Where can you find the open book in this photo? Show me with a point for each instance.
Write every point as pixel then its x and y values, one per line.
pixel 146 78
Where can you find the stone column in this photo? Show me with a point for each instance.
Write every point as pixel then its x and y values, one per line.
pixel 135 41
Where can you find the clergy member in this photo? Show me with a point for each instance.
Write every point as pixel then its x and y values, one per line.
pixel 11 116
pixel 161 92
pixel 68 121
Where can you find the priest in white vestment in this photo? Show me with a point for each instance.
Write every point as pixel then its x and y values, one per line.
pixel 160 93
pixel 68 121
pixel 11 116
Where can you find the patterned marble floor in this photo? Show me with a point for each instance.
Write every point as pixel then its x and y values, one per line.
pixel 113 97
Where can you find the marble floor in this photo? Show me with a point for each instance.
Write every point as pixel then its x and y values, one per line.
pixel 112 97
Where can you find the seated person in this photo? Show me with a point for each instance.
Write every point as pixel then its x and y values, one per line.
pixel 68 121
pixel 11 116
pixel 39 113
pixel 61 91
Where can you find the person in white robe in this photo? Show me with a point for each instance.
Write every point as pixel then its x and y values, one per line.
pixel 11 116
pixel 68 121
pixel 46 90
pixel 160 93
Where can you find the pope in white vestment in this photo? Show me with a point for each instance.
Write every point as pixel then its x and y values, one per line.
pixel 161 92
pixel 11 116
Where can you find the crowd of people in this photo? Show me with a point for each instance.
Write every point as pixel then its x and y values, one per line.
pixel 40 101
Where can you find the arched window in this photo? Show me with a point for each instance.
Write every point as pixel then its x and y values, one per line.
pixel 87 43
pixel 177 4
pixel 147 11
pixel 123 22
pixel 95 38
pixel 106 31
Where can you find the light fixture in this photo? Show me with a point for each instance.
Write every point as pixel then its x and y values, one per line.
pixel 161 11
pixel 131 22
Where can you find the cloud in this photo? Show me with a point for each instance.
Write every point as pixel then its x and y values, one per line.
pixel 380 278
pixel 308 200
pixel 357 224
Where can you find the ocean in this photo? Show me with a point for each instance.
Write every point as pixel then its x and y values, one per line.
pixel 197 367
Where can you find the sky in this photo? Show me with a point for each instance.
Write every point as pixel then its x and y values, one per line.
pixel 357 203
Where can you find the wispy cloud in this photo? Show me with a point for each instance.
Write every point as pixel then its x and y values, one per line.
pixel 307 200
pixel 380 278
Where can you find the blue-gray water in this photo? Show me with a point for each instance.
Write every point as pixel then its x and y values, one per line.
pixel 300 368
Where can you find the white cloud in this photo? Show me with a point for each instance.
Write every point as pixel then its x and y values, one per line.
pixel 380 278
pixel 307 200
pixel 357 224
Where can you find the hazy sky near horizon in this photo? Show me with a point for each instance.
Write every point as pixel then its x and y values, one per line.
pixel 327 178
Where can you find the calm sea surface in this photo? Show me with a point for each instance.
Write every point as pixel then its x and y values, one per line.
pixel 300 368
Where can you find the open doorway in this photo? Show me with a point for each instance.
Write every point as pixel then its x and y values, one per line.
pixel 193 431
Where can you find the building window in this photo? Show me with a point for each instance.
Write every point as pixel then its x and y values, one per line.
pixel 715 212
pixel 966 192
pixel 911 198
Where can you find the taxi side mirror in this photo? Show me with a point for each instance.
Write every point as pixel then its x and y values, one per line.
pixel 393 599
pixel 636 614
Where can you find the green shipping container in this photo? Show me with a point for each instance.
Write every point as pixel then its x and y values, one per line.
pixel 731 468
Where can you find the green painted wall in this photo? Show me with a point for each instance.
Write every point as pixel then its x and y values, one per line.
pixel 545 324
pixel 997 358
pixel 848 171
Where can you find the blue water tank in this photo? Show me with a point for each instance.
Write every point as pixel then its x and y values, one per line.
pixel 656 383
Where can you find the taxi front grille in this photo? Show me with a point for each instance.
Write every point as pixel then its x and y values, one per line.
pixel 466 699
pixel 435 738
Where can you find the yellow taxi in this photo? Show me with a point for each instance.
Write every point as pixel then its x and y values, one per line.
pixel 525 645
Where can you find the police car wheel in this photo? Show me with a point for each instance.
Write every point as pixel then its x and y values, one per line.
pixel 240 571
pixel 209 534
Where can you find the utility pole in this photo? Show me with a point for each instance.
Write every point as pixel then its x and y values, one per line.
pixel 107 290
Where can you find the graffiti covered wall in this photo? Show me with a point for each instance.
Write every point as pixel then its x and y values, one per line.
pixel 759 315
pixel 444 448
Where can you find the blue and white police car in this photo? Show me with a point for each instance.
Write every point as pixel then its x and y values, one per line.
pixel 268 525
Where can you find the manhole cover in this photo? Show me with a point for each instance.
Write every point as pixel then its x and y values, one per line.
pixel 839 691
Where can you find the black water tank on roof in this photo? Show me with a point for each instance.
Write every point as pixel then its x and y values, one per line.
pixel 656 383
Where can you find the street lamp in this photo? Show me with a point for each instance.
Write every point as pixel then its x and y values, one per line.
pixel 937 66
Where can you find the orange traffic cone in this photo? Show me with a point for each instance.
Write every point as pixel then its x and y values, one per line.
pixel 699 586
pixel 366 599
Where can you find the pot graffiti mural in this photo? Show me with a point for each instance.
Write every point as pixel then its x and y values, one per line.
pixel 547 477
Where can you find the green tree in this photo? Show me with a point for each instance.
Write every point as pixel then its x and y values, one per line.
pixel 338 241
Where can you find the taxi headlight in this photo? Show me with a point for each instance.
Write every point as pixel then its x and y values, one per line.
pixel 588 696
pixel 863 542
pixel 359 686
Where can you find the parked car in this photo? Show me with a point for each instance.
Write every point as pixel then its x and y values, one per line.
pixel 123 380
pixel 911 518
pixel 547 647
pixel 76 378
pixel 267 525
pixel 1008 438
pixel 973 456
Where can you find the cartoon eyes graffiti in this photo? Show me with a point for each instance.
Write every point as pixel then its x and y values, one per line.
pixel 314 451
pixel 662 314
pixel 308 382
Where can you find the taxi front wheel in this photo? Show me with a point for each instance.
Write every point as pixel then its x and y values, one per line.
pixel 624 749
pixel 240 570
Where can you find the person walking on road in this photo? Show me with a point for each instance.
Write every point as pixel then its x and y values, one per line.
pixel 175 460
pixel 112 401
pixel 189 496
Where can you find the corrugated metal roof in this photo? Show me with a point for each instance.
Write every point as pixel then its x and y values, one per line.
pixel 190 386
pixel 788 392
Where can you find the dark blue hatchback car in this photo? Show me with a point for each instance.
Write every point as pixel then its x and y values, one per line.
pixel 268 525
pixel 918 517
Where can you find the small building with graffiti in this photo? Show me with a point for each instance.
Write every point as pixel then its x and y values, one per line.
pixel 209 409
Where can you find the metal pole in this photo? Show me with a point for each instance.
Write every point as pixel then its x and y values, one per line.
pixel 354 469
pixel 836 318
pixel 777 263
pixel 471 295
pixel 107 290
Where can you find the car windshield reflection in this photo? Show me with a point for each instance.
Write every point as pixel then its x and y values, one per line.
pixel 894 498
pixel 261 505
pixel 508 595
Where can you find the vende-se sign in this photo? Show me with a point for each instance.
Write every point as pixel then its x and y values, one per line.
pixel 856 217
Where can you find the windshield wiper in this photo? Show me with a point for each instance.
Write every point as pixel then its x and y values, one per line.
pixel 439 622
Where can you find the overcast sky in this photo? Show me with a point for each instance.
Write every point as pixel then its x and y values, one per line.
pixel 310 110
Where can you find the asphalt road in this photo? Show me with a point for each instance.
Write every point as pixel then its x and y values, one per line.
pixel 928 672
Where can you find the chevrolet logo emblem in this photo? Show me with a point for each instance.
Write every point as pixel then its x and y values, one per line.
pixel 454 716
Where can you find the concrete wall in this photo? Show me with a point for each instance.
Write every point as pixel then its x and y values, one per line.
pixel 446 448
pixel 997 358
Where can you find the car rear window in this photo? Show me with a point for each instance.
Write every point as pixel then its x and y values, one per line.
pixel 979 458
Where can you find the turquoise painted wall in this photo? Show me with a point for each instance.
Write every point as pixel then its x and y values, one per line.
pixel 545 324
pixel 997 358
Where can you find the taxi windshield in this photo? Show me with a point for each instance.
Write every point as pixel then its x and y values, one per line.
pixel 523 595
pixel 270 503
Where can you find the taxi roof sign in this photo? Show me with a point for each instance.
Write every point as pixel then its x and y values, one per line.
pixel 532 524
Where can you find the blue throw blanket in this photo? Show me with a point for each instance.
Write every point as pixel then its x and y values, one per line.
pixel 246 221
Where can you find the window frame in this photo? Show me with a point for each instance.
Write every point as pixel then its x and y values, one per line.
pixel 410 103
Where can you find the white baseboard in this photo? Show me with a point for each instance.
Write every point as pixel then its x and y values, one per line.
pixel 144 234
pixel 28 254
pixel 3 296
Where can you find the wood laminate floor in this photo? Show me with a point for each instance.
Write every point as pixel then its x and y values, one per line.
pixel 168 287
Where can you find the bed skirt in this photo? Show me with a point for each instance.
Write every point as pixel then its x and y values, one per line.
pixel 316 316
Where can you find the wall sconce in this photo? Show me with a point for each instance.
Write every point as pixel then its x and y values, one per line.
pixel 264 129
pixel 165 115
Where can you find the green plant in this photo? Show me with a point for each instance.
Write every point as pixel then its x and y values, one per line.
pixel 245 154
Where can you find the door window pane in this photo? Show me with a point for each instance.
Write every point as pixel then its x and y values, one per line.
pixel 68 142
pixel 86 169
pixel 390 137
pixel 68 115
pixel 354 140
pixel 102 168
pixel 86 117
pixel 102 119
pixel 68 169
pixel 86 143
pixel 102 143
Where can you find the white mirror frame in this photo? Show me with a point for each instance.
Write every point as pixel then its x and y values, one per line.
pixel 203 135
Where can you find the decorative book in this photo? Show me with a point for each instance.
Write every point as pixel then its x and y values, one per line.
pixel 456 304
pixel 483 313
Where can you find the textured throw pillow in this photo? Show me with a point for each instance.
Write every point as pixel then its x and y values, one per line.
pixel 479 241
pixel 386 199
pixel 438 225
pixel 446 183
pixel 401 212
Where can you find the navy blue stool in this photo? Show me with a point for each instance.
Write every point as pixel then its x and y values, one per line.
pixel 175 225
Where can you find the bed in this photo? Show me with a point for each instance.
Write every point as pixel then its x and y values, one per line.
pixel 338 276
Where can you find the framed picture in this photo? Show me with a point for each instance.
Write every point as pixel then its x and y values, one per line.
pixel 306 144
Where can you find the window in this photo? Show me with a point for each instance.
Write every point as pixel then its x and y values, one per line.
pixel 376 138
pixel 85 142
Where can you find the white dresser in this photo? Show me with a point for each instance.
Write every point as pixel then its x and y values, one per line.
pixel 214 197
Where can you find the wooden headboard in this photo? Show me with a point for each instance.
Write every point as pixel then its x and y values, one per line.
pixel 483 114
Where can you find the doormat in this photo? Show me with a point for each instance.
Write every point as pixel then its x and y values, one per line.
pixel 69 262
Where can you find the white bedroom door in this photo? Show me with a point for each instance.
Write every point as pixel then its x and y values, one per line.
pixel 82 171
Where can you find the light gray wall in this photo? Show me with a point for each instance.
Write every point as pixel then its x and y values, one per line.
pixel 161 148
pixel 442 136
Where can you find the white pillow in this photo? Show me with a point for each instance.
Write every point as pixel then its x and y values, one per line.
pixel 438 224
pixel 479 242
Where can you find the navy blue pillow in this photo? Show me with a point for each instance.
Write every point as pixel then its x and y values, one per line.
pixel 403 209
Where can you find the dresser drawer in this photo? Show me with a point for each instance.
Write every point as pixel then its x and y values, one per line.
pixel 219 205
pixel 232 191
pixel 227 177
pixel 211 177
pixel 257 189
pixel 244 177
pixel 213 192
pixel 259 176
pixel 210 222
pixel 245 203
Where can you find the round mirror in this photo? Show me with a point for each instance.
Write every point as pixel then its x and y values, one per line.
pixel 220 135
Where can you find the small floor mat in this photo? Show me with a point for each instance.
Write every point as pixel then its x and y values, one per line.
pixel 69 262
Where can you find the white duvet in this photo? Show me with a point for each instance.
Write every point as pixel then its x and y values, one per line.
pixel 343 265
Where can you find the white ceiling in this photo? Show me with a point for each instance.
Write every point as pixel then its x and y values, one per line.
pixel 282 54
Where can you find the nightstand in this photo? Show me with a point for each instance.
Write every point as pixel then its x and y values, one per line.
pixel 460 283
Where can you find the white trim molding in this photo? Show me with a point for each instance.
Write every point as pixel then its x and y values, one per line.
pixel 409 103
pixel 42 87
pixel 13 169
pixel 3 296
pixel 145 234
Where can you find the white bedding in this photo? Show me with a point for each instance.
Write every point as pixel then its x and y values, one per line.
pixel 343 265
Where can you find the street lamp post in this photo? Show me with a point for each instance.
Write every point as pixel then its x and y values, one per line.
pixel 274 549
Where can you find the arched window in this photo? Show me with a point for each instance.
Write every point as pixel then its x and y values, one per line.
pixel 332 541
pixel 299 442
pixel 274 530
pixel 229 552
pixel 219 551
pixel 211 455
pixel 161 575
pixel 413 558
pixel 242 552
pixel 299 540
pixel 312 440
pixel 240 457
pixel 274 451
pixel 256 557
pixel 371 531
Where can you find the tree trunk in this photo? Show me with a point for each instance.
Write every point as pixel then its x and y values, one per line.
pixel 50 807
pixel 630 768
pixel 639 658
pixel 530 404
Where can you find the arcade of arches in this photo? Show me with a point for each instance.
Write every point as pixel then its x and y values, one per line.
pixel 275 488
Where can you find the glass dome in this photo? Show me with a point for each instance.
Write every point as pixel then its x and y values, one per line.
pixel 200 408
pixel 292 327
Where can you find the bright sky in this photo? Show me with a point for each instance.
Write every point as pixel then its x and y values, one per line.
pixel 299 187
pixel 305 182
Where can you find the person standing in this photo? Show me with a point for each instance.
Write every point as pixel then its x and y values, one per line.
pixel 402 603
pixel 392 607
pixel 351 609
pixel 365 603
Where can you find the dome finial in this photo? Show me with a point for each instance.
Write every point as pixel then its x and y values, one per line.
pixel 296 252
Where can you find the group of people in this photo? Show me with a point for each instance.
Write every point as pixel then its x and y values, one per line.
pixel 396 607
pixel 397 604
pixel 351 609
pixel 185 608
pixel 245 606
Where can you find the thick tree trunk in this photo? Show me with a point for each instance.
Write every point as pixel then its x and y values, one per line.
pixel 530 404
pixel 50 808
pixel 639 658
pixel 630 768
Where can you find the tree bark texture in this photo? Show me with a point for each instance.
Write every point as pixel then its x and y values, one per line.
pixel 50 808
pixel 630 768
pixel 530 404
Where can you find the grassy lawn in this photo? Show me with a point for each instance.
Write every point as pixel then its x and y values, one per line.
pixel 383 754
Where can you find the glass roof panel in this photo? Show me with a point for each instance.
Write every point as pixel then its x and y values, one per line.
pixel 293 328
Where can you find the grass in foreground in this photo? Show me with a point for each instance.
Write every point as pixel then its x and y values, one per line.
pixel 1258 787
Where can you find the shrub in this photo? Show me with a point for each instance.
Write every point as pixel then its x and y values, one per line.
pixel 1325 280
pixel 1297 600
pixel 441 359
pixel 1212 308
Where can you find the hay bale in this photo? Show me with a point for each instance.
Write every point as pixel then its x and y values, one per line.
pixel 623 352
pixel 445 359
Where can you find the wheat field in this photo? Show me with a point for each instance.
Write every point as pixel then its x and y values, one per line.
==========
[Work required] Gather all lines of the records that include the word "pillow".

[Task output]
Where can you find the textured throw pillow in this photo? Show me with a point for each instance.
Where can you find the white pillow in this photo? Show me with a point for each instance.
Where can you find the navy blue pillow in this photo? Show me with a point for each instance.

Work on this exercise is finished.